Little changes in the plan design can have a big impact on trend. For example, when we were coming up with these lower price plans in our Planscape plans, you know, for individuals, when we put in a branded $250 drug deductible, we immediately took the pharmacy trend from 17 percent to a negative, you know, 12 percent just in pharmacy costs in that one plan in 2001, when we implemented it. So plan design can have a big impact on the overall, you know, cost of a health plan.
The other way we can do it is through network configuration. Increasingly, the standard method of having networks, of having, you know, primary care physicians, specialists, subspecialists, hospitals, and having broad access, is beginning to change. You are seeing new network models where we keep the broad base of primary care physicians, because everybody does want to make sure that their family physician is in our network, but as you move to more complicated and more sophisticated procedures, you are seeing us narrow those networks down more and more to really those providers that really do that, you know, type of procedure well, down to when you get into, you know, transplants, we have a very limited network of transplants, you know, centers that really are the best in the country in terms of mortality and complication rates, not because we can get the best unit cost there, but they have the lowest total cost, because we get much better results, fewer redos, fewer complications, fewer post-surgical infections.
This is a slide that, you know, tries to demonstrate how big an impact changing the network configuration can have. I think most investors are shocked when they see this chart. What we did here is compared three very common surgical procedures, from a hysterectomy to gallbladder to a knee replacement, and we took two hospitals in Los Angeles, two hospitals in Atlanta, two hospitals in St. Louis, and two hospitals in Houston, Texas, and these are our average costs, median, you know, costs, for these procedures. One thousand percent variances between the high and low in an area.
The thing that makes it so complicated, though, is that, you know, Hospital A is not the same hospital for all three, you know, procedures. There are very few cases where you have the high cost hospitals high cost all the way across-the-board. In many cases it could be the best hospital when it comes down to orthopedic work, because that is really what they do.
So the challenge that we have going forward is how do we get our, you know, members to start using the more cost effective hospitals, because in almost every case, the more cost effective hospital here is also the one that has better, you know, quality. In these 12 comparisons that are on the slide, in 11 of them the Hospital B does a lot more of the procedure than Hospital A. That's why the quality is better and the cost, you know, is lower. And you are seeing products, like our Care Advocate Plan, where we try to provide a concierge to our members to help steer them to the hospital that has the better outcomes and ultimately the lower, you know, cost.
----------------------------------------
WORK REQUEST 1
In the passage on health plan costs, what happened to pharmacy trend after a branded $250 drug deductible was added to one plan in 2001?
WORK REQUEST 2
Continue the passage on health plan costs, picking up after its final sentence.

Records taken from a dataset
----------------------------------------
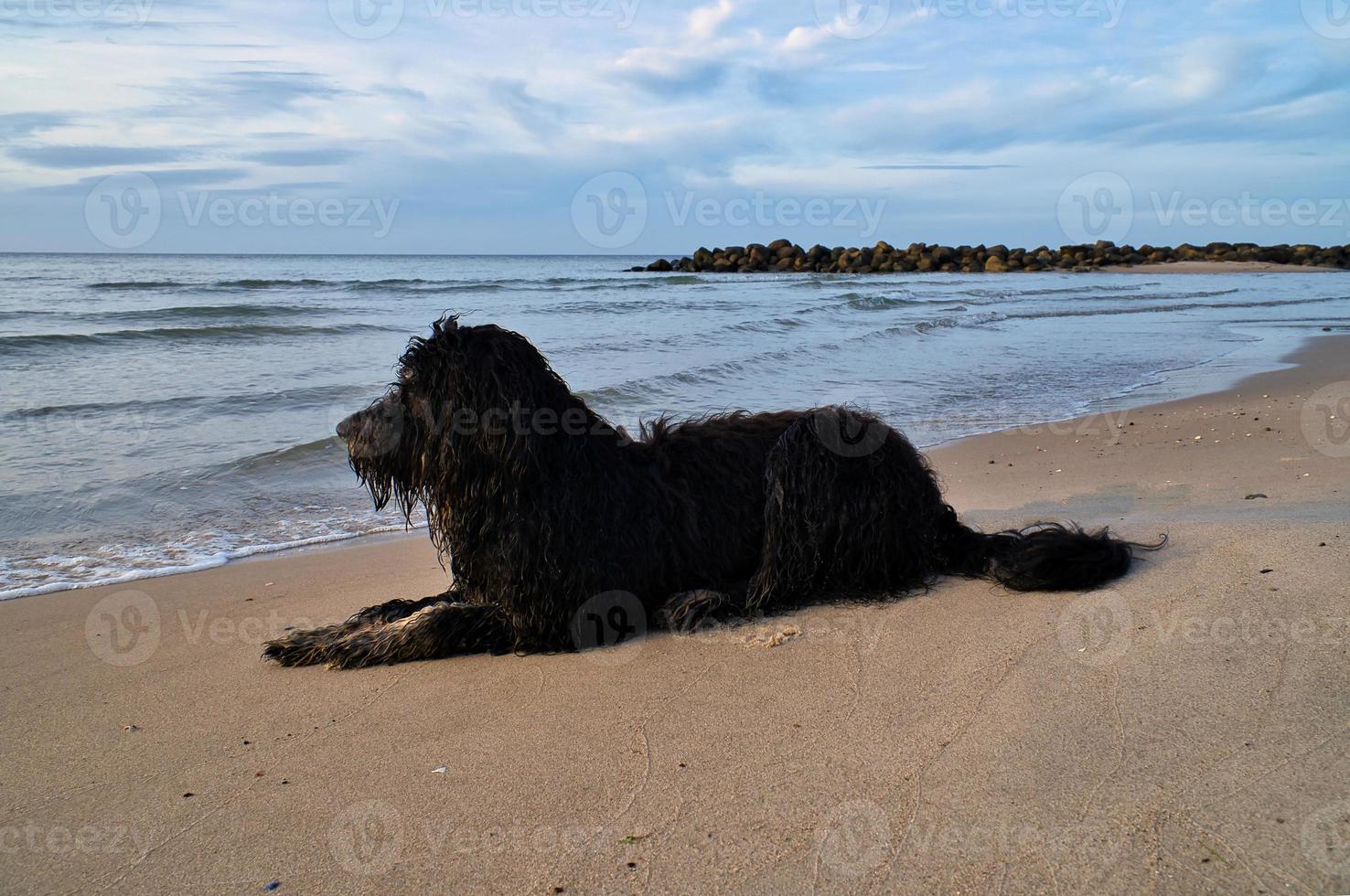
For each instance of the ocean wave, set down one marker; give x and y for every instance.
(878, 303)
(207, 312)
(37, 342)
(952, 323)
(155, 564)
(139, 285)
(241, 402)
----------------------------------------
EXERCISE RESPONSE 1
It went from 17 percent to negative 12 percent.

EXERCISE RESPONSE 2
We also think there's great opportunity in terms of health management programs. Many of you all have seen this, you know, chart, which basically says that, if you look at the right-hand side, in any given year 8 percent of our members incur 70 percent of our costs. 68 percent of our members incur 7 percent of our costs. So I think the fallacy of the old HMO model, with the tight gatekeeper, is, you know, anything you do for the 68 percent of our members that incur 7 percent of our costs is a waste of money, and it just annoys a segment of our membership that we really like, the healthy members. It doesn't take a genius to figure out that what you ought to do is try to figure out how to manage the 8 percent, not the 68 percent.
And what's interesting is that you can do that in this business. If you go to the left-hand side of this chart, you will see that about 20 percent of our members, and that's consistent with any actuarially sound commercial, you know, population, about 20 percent of our members are members with chronic conditions here, diabetics, members with congestive heart failure, members with asthma, depression. Out of this 20 percent of our members with these chronic conditions will come seven out of eight of the high utilizers in any given year. So all of our medical management programs are really not designed around trying to manage everybody, but it's trying to manage that 20 percent with chronic conditions, where 90 percent of our high utilizers will come from.
And we have some very good, you know, programs there. This is an example of our diabetic program, where we try to get people to take personal responsibility for their diabetes. The yellow bar shows hospital utilization for diabetic members who are in our diabetic management program. The orange bar is for diabetic members who are not in our program. And we can see dramatically improved, you know, health status by fewer hospitalizations inpatient and emergency room, you know, visits for people in our program.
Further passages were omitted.